● Work to do
Copy out the data below verbatim.

Source records
__________

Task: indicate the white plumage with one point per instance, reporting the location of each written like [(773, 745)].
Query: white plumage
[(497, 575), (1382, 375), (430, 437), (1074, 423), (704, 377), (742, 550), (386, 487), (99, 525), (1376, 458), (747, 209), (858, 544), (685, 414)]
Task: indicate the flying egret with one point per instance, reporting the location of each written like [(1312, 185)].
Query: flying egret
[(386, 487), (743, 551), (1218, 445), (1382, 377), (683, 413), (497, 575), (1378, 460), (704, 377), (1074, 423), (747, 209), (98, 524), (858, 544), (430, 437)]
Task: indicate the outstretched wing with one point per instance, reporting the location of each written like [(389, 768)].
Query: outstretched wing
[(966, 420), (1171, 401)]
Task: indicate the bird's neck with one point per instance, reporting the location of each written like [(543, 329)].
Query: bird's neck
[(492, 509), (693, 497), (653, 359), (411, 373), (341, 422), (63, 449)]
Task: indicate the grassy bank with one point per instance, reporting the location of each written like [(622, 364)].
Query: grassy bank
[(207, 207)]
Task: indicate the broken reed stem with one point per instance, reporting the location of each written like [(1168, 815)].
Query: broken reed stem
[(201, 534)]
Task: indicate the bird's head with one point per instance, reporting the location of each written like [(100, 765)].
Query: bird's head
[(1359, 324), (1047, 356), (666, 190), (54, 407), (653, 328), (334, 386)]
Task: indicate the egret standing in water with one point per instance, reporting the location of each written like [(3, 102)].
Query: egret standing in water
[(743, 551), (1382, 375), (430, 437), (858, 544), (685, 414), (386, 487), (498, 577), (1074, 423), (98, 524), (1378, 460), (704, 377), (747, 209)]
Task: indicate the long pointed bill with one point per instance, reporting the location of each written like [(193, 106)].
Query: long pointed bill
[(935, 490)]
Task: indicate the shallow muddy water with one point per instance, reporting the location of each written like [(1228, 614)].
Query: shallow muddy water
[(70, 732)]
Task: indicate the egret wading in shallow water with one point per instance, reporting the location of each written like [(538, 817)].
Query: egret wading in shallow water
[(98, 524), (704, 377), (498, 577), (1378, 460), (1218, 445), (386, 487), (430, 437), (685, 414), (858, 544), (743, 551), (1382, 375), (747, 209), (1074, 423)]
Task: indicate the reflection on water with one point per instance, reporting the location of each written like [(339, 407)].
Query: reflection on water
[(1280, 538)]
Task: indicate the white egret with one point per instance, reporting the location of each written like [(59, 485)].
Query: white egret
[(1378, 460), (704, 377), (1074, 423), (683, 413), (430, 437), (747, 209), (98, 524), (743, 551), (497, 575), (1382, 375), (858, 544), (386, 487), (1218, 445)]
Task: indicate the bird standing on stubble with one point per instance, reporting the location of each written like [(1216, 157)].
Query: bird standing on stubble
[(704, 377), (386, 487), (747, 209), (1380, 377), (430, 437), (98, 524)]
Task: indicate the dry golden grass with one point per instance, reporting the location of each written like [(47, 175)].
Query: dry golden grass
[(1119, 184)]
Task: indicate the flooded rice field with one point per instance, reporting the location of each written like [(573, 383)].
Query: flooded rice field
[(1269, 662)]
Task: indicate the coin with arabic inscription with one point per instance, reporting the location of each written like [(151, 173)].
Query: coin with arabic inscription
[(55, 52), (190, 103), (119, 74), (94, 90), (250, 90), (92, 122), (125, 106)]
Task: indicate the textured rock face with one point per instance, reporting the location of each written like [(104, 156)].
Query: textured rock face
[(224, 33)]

__________

● Result
Task: indicate the white plumage with one point per instance, reporting the location of each written like [(773, 745)].
Query: white plumage
[(497, 575), (1382, 375), (430, 437), (1074, 423), (704, 377), (742, 550), (386, 487), (99, 525), (1376, 458), (747, 209), (858, 544), (685, 414)]
Task: indicate the flying egret with one point per instance, reporting the location of each written like [(1312, 185)].
Query: flying egret
[(386, 487), (743, 551), (1218, 445), (1382, 377), (683, 413), (497, 575), (1378, 460), (704, 377), (1074, 423), (747, 209), (98, 524), (858, 544), (430, 437)]
Task: indicate the outstretched wing with one point per instance, reporting the location of each written like [(389, 768)].
Query: outstretched wing
[(966, 420), (1171, 401)]
Task: indicate the bird's neck with one point per instance, reporting the location of each written like [(543, 329)].
Query: bird's neck
[(492, 509), (693, 497), (653, 359), (411, 373), (341, 422), (63, 449)]
Task: indicate the grassy bank with one point per instance, reporting the location of each written like [(622, 364)].
Query: grassy bank
[(207, 207)]
Task: indicate the broken reed stem with one point per instance, reporting the location of each written like [(1168, 815)].
Query: broken reed stem
[(201, 534)]
Task: indicate the bird's head with one point per instance, reporting the location of each written like [(100, 765)].
Query: bird's head
[(1359, 324), (1047, 356), (666, 190), (54, 407), (653, 328), (334, 386)]
Task: indicate the egret standing in water with one point per instance, reporting the location of each written like [(3, 102)].
Query: egret standing in water
[(743, 551), (1382, 375), (430, 437), (858, 544), (685, 414), (386, 487), (498, 577), (1074, 423), (98, 524), (1378, 460), (704, 377), (747, 209)]
Task: indicate the long pointed bill with one point per instance, reporting the location of each written like [(193, 106)].
Query: long pointed bill
[(935, 490)]
Task: indicate the shallow muddy water with one point per instance, reporting the location of each written like [(1228, 614)].
Query: shallow muddy water
[(70, 732)]
Task: indicate the egret wading in shallow water with one point per instance, reporting the location of each written like [(538, 817)].
Query: egret wading in shallow water
[(98, 524), (704, 377), (498, 577), (1378, 460), (1218, 445), (386, 487), (430, 437), (685, 414), (858, 544), (743, 551), (1382, 375), (747, 209), (1074, 423)]
Task: indicate the reflection on water with one point per instance, reporting the location of each written like [(339, 407)].
Query: reflection on water
[(1280, 538)]
Task: indicate the white egret with one point per instance, reporting the location of each written like [(59, 485)].
Query: white egret
[(1378, 460), (704, 377), (1074, 423), (683, 413), (430, 437), (747, 209), (98, 524), (743, 551), (497, 575), (1382, 375), (858, 544), (386, 487), (1218, 445)]
Task: indicate the bird standing on stubble with one point per instance, reporting the location of each written like [(1216, 157)].
Query: bird standing on stubble
[(704, 377), (386, 487), (747, 209), (1380, 377), (430, 437), (98, 524)]
Task: indicate the dry golden grass with one point per instance, reporting the location of each written like [(47, 175)].
Query: dry golden grass
[(1119, 184)]
Task: indicate the flooded rice field with one point per instance, reporting the location of each written like [(573, 383)].
Query: flooded rice field
[(1269, 662)]
Task: indicate the coin with arabic inscription with one point per instance, reporting the location of each written like [(151, 173)].
Query: coin with arabic inscription
[(55, 52), (190, 103), (119, 74), (94, 90), (250, 90), (92, 122), (125, 106)]
Task: indicate the textured rock face with one point per instance, reporting the location of each written like [(104, 156)].
Query: textured rock face
[(224, 33)]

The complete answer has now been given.